===== Dataset records

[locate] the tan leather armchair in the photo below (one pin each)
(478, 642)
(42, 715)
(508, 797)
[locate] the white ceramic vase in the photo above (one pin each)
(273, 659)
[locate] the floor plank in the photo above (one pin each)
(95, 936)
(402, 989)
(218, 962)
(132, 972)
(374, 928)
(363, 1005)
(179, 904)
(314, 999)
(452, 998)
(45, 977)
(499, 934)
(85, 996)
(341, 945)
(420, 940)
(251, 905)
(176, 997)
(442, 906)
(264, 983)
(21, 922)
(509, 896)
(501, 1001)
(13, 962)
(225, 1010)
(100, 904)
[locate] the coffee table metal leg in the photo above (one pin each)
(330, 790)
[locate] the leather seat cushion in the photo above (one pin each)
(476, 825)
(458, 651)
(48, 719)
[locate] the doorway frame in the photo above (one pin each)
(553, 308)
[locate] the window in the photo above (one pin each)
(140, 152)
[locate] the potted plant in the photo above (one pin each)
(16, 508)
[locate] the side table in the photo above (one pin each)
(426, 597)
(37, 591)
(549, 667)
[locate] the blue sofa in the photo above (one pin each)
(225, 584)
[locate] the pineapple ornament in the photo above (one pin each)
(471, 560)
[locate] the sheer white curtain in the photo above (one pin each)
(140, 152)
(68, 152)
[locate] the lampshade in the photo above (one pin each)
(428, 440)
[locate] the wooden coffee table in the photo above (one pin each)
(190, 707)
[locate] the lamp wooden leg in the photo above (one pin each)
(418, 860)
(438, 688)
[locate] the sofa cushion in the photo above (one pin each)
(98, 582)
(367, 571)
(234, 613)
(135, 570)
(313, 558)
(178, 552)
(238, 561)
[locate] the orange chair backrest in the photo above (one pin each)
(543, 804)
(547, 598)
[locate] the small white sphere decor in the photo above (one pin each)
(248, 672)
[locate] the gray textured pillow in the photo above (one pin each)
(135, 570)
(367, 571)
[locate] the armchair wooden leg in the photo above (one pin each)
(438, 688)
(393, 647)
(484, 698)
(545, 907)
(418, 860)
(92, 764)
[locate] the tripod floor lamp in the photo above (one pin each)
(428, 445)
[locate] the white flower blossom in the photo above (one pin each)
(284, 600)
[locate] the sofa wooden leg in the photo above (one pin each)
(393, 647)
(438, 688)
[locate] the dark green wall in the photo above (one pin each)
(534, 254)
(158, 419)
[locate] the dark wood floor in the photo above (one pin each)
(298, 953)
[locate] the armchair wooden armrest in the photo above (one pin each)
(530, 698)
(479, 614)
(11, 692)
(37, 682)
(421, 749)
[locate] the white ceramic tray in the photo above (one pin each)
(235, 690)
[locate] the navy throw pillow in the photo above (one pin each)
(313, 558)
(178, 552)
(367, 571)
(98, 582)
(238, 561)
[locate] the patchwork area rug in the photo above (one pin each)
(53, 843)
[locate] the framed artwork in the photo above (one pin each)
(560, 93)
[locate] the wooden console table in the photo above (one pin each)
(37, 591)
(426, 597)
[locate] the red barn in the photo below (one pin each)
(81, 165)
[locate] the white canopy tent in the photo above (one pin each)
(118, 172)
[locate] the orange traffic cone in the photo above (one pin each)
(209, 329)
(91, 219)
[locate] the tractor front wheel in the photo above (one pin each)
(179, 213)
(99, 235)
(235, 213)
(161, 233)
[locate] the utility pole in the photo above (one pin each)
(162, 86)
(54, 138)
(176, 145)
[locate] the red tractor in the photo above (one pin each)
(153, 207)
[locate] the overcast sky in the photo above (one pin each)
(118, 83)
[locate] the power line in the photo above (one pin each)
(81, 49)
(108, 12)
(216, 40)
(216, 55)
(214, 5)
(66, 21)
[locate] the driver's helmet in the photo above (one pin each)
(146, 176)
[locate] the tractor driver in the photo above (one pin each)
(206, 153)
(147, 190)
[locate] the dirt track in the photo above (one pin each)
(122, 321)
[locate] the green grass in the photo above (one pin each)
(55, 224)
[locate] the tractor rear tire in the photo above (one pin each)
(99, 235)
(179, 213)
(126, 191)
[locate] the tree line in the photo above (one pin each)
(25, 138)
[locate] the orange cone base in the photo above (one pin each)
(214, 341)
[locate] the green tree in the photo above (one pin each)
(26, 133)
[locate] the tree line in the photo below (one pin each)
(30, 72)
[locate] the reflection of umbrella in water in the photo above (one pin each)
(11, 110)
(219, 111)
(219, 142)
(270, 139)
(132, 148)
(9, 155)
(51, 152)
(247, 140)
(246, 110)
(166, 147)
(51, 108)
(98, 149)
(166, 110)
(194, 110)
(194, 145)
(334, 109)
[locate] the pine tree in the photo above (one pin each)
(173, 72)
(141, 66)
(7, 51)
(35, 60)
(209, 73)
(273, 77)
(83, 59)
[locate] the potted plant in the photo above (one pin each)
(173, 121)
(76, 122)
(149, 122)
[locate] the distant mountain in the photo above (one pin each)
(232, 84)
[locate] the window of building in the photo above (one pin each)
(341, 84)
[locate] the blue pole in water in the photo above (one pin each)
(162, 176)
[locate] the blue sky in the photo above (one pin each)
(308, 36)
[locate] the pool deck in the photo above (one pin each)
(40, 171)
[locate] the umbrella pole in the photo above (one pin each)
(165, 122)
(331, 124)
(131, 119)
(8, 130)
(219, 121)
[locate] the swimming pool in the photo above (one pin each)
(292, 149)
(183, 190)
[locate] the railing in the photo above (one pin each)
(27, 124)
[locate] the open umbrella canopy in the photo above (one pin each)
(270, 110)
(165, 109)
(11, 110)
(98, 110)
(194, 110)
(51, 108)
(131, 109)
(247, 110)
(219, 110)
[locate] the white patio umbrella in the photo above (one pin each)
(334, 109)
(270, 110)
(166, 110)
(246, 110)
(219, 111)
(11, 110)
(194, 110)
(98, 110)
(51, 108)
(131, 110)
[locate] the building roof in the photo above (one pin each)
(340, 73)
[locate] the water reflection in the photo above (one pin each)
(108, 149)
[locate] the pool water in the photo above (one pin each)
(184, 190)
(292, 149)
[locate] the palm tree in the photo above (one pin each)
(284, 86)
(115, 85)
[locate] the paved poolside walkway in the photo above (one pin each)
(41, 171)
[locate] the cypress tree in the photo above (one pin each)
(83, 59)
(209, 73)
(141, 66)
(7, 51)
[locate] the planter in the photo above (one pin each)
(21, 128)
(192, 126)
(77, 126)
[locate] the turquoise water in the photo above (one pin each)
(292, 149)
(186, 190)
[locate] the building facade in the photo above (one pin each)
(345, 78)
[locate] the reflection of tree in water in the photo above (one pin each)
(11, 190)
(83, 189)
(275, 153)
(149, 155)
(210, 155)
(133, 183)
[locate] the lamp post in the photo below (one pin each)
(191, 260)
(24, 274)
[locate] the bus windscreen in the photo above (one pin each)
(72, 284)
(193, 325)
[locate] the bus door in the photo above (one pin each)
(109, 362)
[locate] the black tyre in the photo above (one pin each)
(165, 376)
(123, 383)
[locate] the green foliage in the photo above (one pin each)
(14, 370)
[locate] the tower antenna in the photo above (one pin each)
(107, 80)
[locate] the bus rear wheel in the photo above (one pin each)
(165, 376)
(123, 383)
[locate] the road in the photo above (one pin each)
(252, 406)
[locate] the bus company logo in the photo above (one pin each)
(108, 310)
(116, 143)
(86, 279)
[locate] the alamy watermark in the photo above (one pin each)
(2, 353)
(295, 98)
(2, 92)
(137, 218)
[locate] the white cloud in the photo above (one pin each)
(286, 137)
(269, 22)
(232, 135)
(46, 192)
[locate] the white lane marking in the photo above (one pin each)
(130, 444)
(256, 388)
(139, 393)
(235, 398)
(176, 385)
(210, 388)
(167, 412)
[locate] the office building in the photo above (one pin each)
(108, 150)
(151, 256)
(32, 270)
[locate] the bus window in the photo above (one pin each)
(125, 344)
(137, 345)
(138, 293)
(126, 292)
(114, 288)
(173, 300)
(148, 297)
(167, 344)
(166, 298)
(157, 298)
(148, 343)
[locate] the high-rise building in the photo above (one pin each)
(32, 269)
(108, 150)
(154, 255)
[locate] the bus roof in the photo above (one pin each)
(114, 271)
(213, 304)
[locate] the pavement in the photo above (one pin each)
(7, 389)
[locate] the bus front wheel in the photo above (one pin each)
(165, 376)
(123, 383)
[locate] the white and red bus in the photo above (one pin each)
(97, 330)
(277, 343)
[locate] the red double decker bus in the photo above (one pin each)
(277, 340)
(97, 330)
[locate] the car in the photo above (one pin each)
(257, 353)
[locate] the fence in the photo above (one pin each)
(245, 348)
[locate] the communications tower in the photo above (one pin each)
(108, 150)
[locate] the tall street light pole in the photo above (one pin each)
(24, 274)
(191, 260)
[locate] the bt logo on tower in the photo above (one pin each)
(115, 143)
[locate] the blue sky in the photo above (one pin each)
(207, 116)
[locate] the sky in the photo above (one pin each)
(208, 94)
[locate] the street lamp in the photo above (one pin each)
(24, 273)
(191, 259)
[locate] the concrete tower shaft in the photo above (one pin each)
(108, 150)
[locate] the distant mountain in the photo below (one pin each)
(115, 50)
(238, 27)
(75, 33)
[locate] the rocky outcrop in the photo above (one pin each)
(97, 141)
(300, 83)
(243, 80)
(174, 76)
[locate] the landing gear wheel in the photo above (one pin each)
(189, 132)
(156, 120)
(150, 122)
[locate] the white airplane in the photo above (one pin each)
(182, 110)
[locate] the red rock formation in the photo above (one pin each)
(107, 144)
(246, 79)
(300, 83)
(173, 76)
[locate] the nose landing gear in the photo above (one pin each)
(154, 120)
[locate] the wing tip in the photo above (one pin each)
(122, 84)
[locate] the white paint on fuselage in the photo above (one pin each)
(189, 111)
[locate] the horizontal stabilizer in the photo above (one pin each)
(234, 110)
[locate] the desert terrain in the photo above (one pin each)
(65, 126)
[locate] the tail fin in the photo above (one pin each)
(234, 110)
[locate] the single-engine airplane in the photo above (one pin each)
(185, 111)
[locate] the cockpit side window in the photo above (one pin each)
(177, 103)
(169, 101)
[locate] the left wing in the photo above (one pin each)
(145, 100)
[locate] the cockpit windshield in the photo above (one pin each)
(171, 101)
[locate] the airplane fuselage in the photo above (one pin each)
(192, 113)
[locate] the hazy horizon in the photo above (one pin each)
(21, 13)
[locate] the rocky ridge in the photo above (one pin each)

==========

Required task
Rename "cockpit" to "flight deck" throughout the stretch from the line containing "[locate] the single-engine" through the end of the records. Give back only those lines, with nothing else changed.

Result
[locate] the single-engine airplane in the photo above (one pin each)
(185, 111)
[locate] the flight deck side window in the photo above (one pin each)
(177, 103)
(169, 101)
[locate] the left wing in the photo above (one pin each)
(145, 100)
[locate] the flight deck windshield in the photo above (one pin each)
(171, 101)
[locate] the airplane fuselage in the photo above (one pin each)
(192, 113)
[locate] the hazy horizon in the photo above (one pin each)
(21, 13)
[locate] the rocky ridge in the photo above (one pin each)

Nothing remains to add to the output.